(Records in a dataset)
══════

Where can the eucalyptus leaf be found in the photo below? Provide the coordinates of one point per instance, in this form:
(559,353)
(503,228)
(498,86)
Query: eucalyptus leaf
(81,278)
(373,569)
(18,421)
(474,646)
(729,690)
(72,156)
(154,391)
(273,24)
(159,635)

══════

Rewrite the records, substituting "gum leaf" for every occurrence of "eucalyptus leaf" and leaving all other text unchanged.

Where can the gum leaf be found in the photo below? Provide the coordinates of one point per instance, in this form:
(559,353)
(503,228)
(498,86)
Query: gum leaf
(81,278)
(373,569)
(18,421)
(474,646)
(729,690)
(72,156)
(154,391)
(273,24)
(159,635)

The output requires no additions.